Problem description
Reproduce verbatim the lines of the data below, from the line containing "What bounding box contains the flower bud" through the final line of the data, including both.

Dataset rows:
(begin)
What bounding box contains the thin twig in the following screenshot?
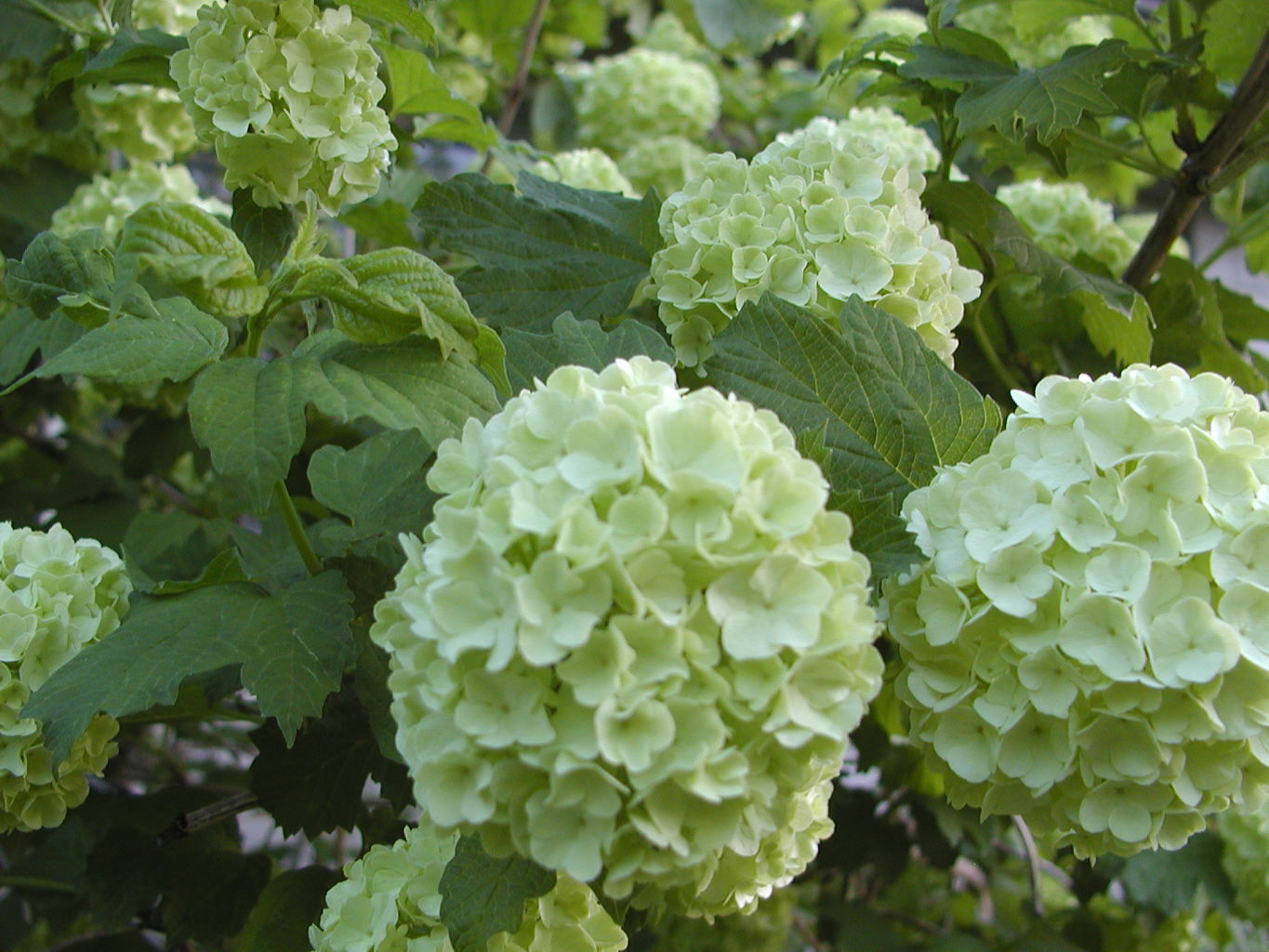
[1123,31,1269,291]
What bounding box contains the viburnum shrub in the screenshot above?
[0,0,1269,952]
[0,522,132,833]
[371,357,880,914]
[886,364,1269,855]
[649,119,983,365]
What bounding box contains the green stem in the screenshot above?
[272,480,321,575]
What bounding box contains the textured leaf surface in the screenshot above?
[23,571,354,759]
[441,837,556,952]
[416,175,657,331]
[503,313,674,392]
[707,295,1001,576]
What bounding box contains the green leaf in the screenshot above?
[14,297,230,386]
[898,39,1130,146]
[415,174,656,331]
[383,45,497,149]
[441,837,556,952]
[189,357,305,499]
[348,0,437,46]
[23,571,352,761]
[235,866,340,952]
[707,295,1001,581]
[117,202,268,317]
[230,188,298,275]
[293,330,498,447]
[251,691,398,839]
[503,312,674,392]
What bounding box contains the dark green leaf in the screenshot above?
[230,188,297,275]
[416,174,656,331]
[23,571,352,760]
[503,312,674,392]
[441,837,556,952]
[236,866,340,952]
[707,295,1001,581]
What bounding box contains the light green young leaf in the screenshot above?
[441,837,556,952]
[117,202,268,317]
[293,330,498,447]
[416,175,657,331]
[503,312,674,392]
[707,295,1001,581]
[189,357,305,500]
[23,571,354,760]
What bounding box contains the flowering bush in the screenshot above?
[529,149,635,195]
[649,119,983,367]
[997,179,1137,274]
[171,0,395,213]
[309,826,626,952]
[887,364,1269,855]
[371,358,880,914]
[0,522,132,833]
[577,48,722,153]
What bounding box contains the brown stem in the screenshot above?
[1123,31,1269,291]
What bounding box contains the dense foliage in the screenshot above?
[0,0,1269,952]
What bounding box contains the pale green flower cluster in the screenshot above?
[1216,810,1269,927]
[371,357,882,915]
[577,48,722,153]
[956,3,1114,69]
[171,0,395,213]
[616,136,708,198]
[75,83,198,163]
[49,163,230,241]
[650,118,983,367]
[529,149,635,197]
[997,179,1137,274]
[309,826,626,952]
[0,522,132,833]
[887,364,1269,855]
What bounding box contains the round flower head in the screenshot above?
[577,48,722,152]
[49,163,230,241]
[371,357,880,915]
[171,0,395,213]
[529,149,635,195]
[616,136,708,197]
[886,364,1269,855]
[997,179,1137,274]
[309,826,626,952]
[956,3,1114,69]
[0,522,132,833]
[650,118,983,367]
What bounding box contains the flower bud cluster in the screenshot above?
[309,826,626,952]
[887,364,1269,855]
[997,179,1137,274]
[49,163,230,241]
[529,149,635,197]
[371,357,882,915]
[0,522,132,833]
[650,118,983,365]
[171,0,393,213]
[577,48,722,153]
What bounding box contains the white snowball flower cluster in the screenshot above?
(end)
Response to this exercise
What bounding box contains the flower bud cluster in the screenshot above?
[309,826,626,952]
[887,364,1269,855]
[997,179,1137,274]
[49,163,230,241]
[529,149,635,197]
[371,357,882,915]
[0,522,132,833]
[650,118,983,365]
[171,0,393,213]
[577,48,722,153]
What bounding box contains the white snowball flower cluster in the screenshot above?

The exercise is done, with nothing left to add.